■ EXTRACT TO READ

Once you reach Mei County, wheat becomes merely a fleeting speck against the verdant expanse. Situated in the heart of the Guanzhong plain, the area south of the county town – stretching from the Wei River to the northern foothills of the Qinling Mountains – is carpeted in kiwifruit farms. First-time visitors are rarely left unimpressed by the sight: trellises nearly two metres high, laid out in neat grid rows, are thick with dark green vines and leaves the size of a palm. From the tops of the frames, slender new shoots, roughly a metre long, arch upwards. Supple and swaying in the breeze, they resemble millions of arms reaching out from the kiwifruit vines.

The soil here is rich, fed by a constant supply of clear water from Mount Taibai, providing an ideal growing environment for kiwifruit. Since the 1970s, Meixian has been cultivating and promoting kiwifruit; today, its annual output value exceeds 6 billion yuan, making it the local economy’s pillar industry.
When I visited Meixian in mid-May, it seemed everyone was sighing: The weather has been so unseasonable this year; the kiwifruit crop is bound to take a serious hit.
High temperatures triggered early blooming, and growers scrambled to pollinate the flowers. Yet many orchards still faced the dreaded “shaking bells” phenomenon they most feared to see: flower buds and stalks withering to death, hanging on the branches like bells swaying in the breeze. Alongside the premature bloom and poorly developed flower structures, the flowering period was compounded by a rare spell of drought, gales, and dust storms, all of which conspired to ruin pollination.

■ REQUIREMENTS
(a) The passage on kiwifruit in Mei County blames several weather conditions for the poor pollination. Name each of them.
(b) Carry the passage on kiwifruit in Mei County forward from its final sentence.
The items that come next are separate material and have no connection to the passage on kiwifruit in Mei County.

Raw records:
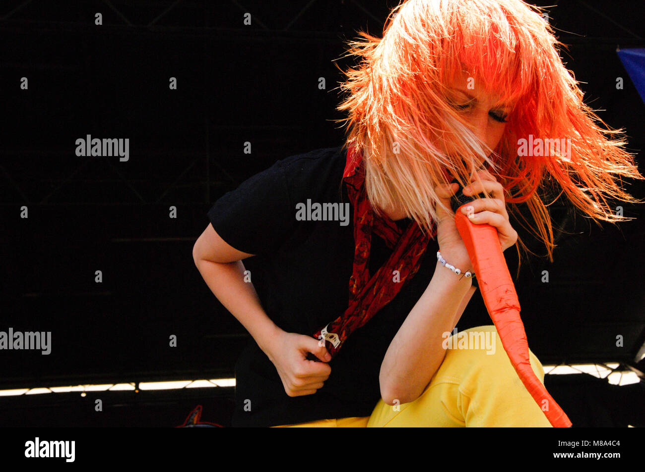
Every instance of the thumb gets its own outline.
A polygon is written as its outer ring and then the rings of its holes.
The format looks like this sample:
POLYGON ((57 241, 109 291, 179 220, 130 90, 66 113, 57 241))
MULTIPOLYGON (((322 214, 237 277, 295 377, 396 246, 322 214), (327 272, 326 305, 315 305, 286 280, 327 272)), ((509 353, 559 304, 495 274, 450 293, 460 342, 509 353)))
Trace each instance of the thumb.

* * *

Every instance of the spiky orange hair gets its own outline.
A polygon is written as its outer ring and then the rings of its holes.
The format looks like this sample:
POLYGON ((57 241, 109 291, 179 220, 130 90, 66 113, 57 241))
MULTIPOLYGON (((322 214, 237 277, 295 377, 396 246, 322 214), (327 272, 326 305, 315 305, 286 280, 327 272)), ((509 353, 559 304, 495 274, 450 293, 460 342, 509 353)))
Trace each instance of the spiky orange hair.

--

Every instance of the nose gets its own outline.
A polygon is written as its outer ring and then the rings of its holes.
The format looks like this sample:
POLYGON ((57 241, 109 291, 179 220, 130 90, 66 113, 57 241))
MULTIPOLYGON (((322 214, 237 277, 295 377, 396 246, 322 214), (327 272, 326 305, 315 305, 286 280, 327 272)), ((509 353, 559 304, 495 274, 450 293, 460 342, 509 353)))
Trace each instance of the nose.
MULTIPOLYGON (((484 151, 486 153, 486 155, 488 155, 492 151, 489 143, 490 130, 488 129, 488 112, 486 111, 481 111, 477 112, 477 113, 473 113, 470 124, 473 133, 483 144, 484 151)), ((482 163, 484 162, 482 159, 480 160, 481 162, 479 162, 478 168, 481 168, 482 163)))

■ RESPONSES
(a) High temperatures, drought, gales, dust storms

(b)
Qizhen Town in southern Meixian is one of the main kiwifruit-growing areas. Local farmer Mr Gao tends 40 mu of Xuxiang kiwifruit. “We couldn’t find anyone to help with pollination. People were too busy tending their own,” Gao explained. His orchard’s trees were never particularly vigorous to begin with, and without enough workers to “rescue” the crop, many flowers ended up as “shaking bells.” Even where fruit did set, it came out shrivelled, undersized, or deformed. Such fruit won’t hold on, so the only option is to cull them early.


Growing fruit trees is a capital-intensive venture. On average, kiwifruit takes four years from planting to first harvest. Old Gao pays 800 yuan a mu for land rent. Between pesticides, fertilisers, and growth regulators, his input costs typically run to about 3,500 yuan per mu. That brings the total to 4,300 yuan per mu, or over 170,000 yuan across his 40 mu. “I’m bound to lose money this year,” Old Gao says. The only question is how much.
Another kiwifruit variety in the orchard, Hongyang, has escaped unscathed. Because it flowers early, it avoided the scorching heat of early May. Hongyang is also a higher-value crop. Yet Old Gao planted few of them—so few that buyers aren’t even drawn to the orchard to purchase them. So even if they’ve grown well, it hardly matters.
Old Gao also tends a row of cherry trees. He and his wife picked a heavy bag full for me. The flesh was firm, with a pleasant balance of sweet and tart. By all accounts, it’s been a good year for cherries. Hail around the Qingming festival knocked out the first flush of blossoms, and the heat before harvest kept the fruit from swelling, but the drought and high temperatures concentrated their sugars and deepened their flavour. The dry air also kept aphid populations in check. “You can eat this year’s cherries without a second thought—we used a lot less pesticide,” a local neighbour told me.
For Old Gao, though, it feels like he placed his bets on the wrong horse. His primary crops—grapes and Xuxiang kiwifruit—were scorched during pollination, while the varieties he planted sparingly turned in a decent season. Though more people are beginning to recognise that crop diversification aids adaptation to a changing climate, it also significantly raises the management burden. With rural labour steadily draining away, concentrating on just one or two cash crops is already a hard enough feat. For most growers, broadening the crop mix remains easier said than done.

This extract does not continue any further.